▸ **DOCUMENT SECTION**:
Intro
Today Super Bowl Sunday.
There will be 22 players on the field who desperately need rest... being watched by about 100 million people who could use some exercise.
It's okay that most of us aren't playing that game... we aren't fit for it. But the tragedy is that it can reflect the way we relate to life with God... a few participating but most of us can get sidelined... watching, discussing, criticizing... but not actually playing.
Today we are going to conclude our series... "Joining God in the Present."
God is always at work...engaged in this world...the question is "are we?"
There is a life that is in front of you. Too often we are so focused on the past it's like trying to drive a car using the rear view mirror.... it serve a purpose at times but the windshield is where life is. Sometimes we may not know what is way ahead over the horizon so we pull over and park.
But there is one force at work that will steal as much as any of these...it will tell you that driving is stupid...and you might as well never go anywhere.
It often begins in a difficult disappointment...that wants to detach...and finds comfort in what we know as "cynicism."
If we were to make a list of prevalent attitudes that are destructive to our faith and our joy, somewhere near the top of the list has to be cynicism.
Cynicism can be defined this way:
Cynicism is the loss of trust and support of goodness. Cynicism is the loss of faith in the possibility to change, improve or move forward. Cynicism is the loss of hope.
It is an enemy of life...because it becomes an enemy of life with God. The writer of the Psalms describes this in the very first Psalm.
Psalm 1:1-3 (GW)
Blessed is the person who does not follow the advice of wicked people, take the path of sinners, or join the company of mockers. 2 Rather, he delights in the teachings of the LORD and reflects on his teachings day and night. 3 He is like a tree planted beside streams— a tree that produces fruit in season and whose leaves do not wither. He succeeds in everything he does.
Blessed means supremely happy or fulfilled.
He begins to flow with the style of Hebrew poetry of contrasting two ways
... capturing two paths that diverge. [1]
In this first part of he Psalm he is declaring what the blessed life leads to... a fruitful tree.
It describes the man who delights in the law of God and draws his spiritual nourishment from it as a tree that draws its nourishment from an abundantly flowing stream. The land might be quite dry and barren. The winds might be hot. But if the tree is planted by the stream, so that it can sink its roots down and draw nourishment, it will prosper and yield fruit.
But there is a contrast...the one who blessed is the one who does not end up in the place of mockers...in the seat of scoffers.

▸ **DATASET RECORDS**:
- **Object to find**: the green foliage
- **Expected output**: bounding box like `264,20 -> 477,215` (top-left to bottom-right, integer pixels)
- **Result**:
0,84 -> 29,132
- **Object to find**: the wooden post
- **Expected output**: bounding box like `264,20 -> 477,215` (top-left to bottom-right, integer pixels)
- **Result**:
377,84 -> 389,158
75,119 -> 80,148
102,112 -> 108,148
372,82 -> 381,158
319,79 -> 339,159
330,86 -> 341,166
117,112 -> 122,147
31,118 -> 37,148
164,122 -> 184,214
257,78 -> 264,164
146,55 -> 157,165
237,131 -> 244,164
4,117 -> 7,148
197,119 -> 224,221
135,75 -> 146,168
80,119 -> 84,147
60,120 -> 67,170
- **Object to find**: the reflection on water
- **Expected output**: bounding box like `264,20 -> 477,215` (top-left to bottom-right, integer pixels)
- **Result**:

▸ **REQUIRED TASK 1**:
In the sermon, what does the word "blessed" mean?
▸ **REQUIRED TASK 2**:
Copy the sermon word for word, from "If we were to" up to and including "Psalm 1:1-3 (GW)".

▸ **EXERCISE RESPONSE 1**:
Supremely happy or fulfilled.

▸ **EXERCISE RESPONSE 2**:
If we were to make a list of prevalent attitudes that are destructive to our faith and our joy, somewhere near the top of the list has to be cynicism.
Cynicism can be defined this way:
Cynicism is the loss of trust and support of goodness. Cynicism is the loss of faith in the possibility to change, improve or move forward. Cynicism is the loss of hope.
It is an enemy of life...because it becomes an enemy of life with God. The writer of the Psalms describes this in the very first Psalm.
Psalm 1:1-3 (GW)